# PROBLEM STATEMENT:
How many lines in the entries below contain the string "blue", matching case exactly? Reply with the number alone.

* begin DATASET CONTENT *

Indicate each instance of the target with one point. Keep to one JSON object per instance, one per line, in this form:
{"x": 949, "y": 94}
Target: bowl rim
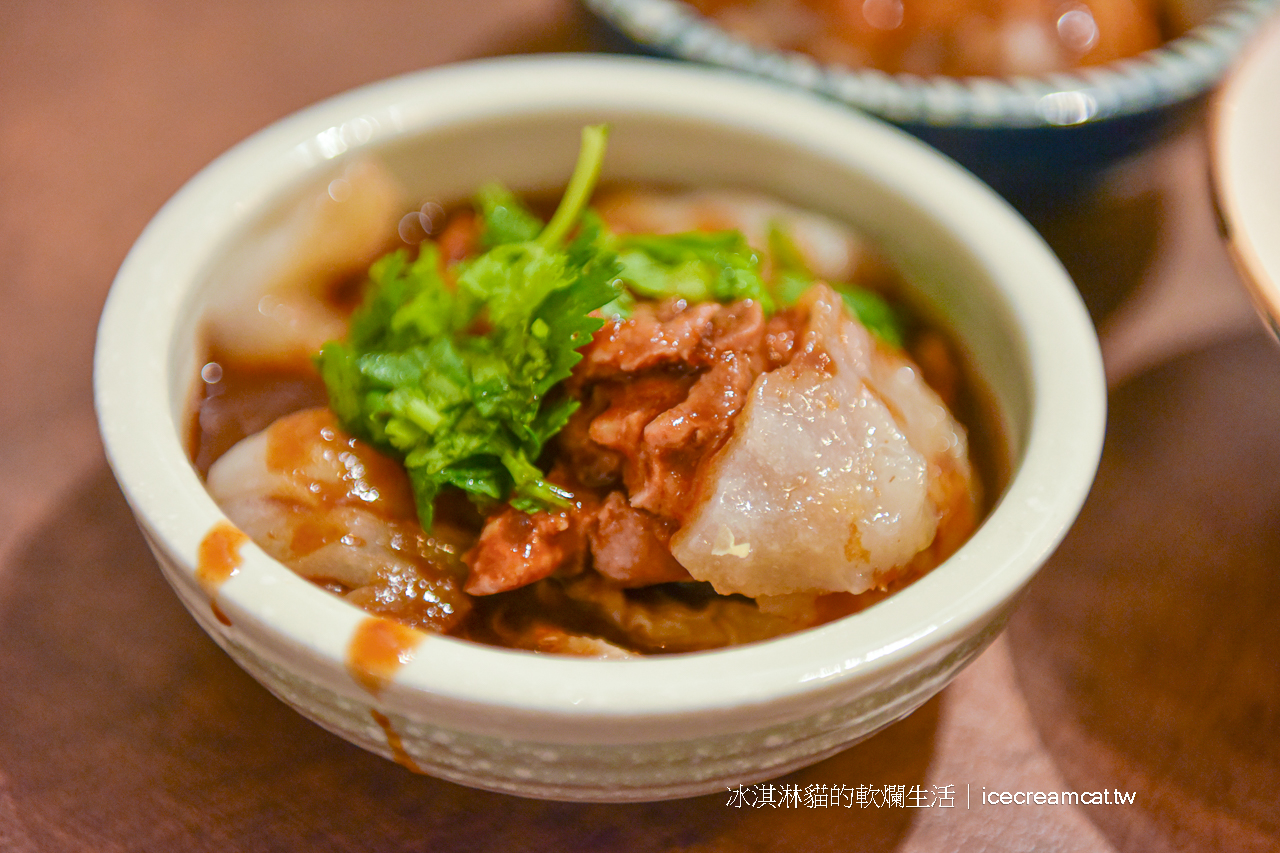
{"x": 1176, "y": 71}
{"x": 136, "y": 341}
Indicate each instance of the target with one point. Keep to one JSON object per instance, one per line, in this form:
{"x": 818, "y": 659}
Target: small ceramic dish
{"x": 577, "y": 729}
{"x": 1246, "y": 170}
{"x": 1025, "y": 136}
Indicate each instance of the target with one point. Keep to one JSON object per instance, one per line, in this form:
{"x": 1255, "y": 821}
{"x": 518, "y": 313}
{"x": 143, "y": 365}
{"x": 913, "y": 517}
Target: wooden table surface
{"x": 1143, "y": 658}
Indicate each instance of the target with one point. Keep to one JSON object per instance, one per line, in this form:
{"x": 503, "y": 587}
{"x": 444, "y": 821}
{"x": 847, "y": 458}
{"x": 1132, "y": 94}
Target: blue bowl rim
{"x": 1178, "y": 71}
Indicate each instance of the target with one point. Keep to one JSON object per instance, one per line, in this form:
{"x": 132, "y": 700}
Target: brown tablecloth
{"x": 1143, "y": 658}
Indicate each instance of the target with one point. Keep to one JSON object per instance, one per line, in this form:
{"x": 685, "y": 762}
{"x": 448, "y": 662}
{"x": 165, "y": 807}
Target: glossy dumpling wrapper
{"x": 842, "y": 468}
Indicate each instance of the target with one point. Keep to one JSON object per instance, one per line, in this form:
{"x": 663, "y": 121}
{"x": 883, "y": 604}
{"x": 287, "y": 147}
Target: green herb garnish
{"x": 455, "y": 381}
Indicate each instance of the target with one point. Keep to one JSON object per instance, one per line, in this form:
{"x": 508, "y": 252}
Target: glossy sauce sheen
{"x": 218, "y": 559}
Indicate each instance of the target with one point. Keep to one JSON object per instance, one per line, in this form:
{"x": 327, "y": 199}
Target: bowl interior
{"x": 983, "y": 270}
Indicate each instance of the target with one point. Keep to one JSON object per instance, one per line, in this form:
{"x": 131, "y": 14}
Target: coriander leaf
{"x": 506, "y": 218}
{"x": 453, "y": 379}
{"x": 693, "y": 265}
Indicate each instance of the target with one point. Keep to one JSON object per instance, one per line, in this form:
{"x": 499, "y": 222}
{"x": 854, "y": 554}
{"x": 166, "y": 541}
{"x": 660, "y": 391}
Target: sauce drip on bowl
{"x": 218, "y": 559}
{"x": 378, "y": 649}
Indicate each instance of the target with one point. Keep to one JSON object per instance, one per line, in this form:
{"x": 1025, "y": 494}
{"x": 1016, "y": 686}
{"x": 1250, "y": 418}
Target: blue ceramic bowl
{"x": 1027, "y": 136}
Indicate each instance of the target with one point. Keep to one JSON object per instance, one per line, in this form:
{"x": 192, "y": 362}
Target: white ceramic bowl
{"x": 1246, "y": 170}
{"x": 615, "y": 730}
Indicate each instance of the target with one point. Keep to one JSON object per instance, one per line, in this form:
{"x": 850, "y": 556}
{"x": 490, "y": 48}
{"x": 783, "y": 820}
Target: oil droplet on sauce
{"x": 394, "y": 743}
{"x": 216, "y": 560}
{"x": 378, "y": 649}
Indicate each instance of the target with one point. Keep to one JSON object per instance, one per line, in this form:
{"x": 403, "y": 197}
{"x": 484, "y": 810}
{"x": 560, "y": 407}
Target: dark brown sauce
{"x": 216, "y": 560}
{"x": 233, "y": 401}
{"x": 378, "y": 651}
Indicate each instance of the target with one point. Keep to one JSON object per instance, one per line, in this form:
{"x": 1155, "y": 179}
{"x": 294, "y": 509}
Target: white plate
{"x": 1246, "y": 163}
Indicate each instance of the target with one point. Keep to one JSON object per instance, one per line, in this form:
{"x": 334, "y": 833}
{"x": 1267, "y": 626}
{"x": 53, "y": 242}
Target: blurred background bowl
{"x": 1031, "y": 137}
{"x": 1244, "y": 167}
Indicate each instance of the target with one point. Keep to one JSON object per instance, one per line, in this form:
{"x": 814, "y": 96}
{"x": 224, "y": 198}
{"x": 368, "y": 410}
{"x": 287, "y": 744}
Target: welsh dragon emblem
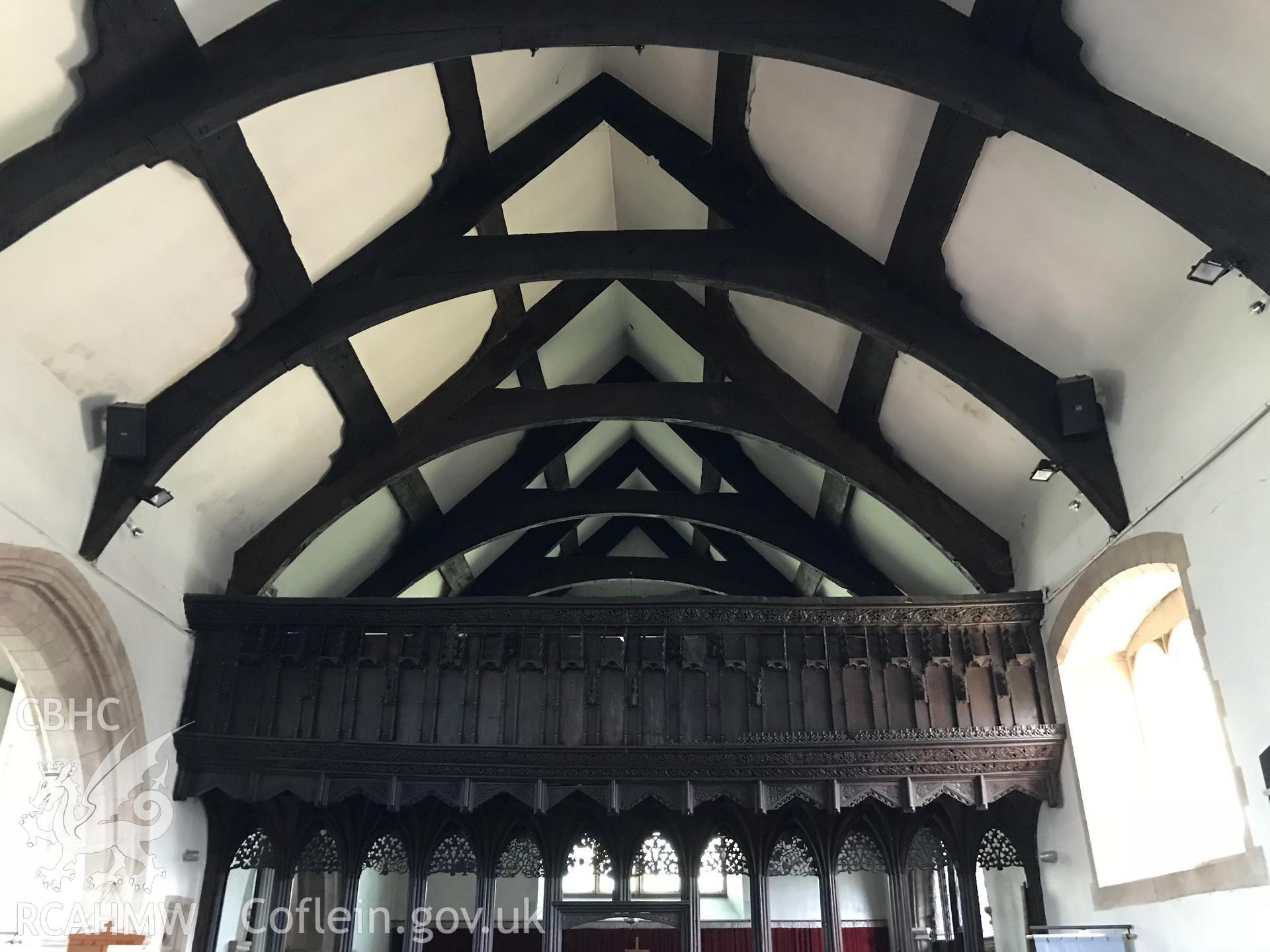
{"x": 80, "y": 823}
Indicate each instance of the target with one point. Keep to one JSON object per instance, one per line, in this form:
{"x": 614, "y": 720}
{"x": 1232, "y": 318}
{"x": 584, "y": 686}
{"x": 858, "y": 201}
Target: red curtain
{"x": 867, "y": 938}
{"x": 726, "y": 941}
{"x": 529, "y": 941}
{"x": 619, "y": 939}
{"x": 790, "y": 939}
{"x": 458, "y": 941}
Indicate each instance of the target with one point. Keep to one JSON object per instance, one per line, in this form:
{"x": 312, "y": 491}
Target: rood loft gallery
{"x": 593, "y": 476}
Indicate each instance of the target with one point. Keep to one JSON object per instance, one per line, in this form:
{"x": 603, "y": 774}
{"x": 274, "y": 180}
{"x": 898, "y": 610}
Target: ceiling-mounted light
{"x": 157, "y": 495}
{"x": 1212, "y": 268}
{"x": 1044, "y": 471}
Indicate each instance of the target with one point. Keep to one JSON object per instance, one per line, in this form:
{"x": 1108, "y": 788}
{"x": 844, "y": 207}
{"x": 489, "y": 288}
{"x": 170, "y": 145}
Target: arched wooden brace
{"x": 183, "y": 413}
{"x": 724, "y": 407}
{"x": 465, "y": 530}
{"x": 808, "y": 277}
{"x": 548, "y": 575}
{"x": 921, "y": 46}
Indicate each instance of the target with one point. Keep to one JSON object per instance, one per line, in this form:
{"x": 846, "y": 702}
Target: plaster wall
{"x": 1221, "y": 512}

* end DATASET CONTENT *

# SOLUTION FOR THIS PROBLEM:
2